Explore the material
**1.** List every person named in the blog post about the Korean visitors.
**2.** In the blog post about the Korean visitors, where did the group go on Friday night?
**3.** Write the next part of the blog post about the Korean visitors, picking up after its final sentence.

Supplied passage
-- Opening Marker --
So that’s that then.

Three Ladies…

These pictures are of some Korean ladies who were visiting Hyon Ju last week (left to right Sun Hee, Hyo Jong, Jae Young). They expressed some interest in the old blog so I thought they might like to see their pictures on it.
Friday night brought on the inevitable trip to the karaoke room. You might just be able to make out Philippe singing in the background (on the left). Thankfully on this occasion he decided not to inflict his dreadful pseudo-rapping on us.
Bye-bye…. They promised to show me around next time I’m in Korea so that was nice.
-- Closing Marker --
Records drawn from a dataset:
-- Opening Marker --
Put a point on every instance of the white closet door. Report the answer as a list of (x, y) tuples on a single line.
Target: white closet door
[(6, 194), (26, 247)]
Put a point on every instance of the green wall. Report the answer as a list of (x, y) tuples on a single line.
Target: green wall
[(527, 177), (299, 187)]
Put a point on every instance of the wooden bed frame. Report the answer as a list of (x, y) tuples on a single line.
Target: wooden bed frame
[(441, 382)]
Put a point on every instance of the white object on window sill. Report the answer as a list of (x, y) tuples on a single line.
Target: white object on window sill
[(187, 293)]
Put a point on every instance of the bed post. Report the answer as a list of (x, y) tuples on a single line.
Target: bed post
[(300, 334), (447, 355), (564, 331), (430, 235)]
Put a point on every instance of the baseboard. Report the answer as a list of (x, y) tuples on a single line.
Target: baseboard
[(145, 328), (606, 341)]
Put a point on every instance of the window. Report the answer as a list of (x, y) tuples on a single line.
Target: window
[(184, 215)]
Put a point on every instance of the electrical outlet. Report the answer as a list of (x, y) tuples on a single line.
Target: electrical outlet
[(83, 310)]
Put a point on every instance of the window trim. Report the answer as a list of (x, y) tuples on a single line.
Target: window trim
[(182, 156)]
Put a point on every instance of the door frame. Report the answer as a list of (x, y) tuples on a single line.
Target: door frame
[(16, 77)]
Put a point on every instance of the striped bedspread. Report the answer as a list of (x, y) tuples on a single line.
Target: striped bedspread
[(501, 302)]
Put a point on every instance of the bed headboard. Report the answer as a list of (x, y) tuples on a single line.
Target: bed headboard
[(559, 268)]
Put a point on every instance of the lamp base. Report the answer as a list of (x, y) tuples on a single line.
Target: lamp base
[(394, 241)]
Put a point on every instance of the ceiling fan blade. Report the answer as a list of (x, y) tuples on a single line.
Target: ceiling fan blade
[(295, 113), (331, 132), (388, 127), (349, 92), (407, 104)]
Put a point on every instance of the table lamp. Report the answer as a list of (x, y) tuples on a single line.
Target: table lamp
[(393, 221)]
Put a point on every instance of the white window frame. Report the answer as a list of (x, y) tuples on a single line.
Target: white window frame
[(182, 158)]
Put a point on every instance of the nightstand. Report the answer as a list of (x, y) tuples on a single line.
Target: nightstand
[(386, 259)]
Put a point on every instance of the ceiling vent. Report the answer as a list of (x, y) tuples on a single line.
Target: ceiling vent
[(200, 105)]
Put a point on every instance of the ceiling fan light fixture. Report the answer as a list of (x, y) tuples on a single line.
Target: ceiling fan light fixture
-- Closing Marker --
Answers for each item
**1.** Hyon Ju, Sun Hee, Hyo Jong, Jae Young, Philippe

**2.** To the karaoke room.

**3.**
News is I’ve started writing for NANOWRIMO. And that’s a good thing because by the end of the month I’ll have started a new good habit, namely writing something, anything, every day. I was a sort of inspired when I read this piece by Robert Jordan, talking about his recently diagnosed blood condition which has severely curtailed his life expectancy. Despite this he writes:

Everybody knows or has heard of someone who was told they had five years to live, only that was twenty years ago and here the guy is, still around and kicking. I mean to beat him. I sat down and figured out how long it would take me to write all of the books I currently have in mind, without adding anything new and without trying rush anything. The figure I came up with was thirty years. Now, I’m fifty-seven, so anyone my age hoping for another thirty years is asking for a fair bit, but I don’t care. That is my minimum goal. I am going to finish those books, all of them, and that is that.

What a chap! You can read more of his letter by clicking here.
Now back to those infernally blank pages!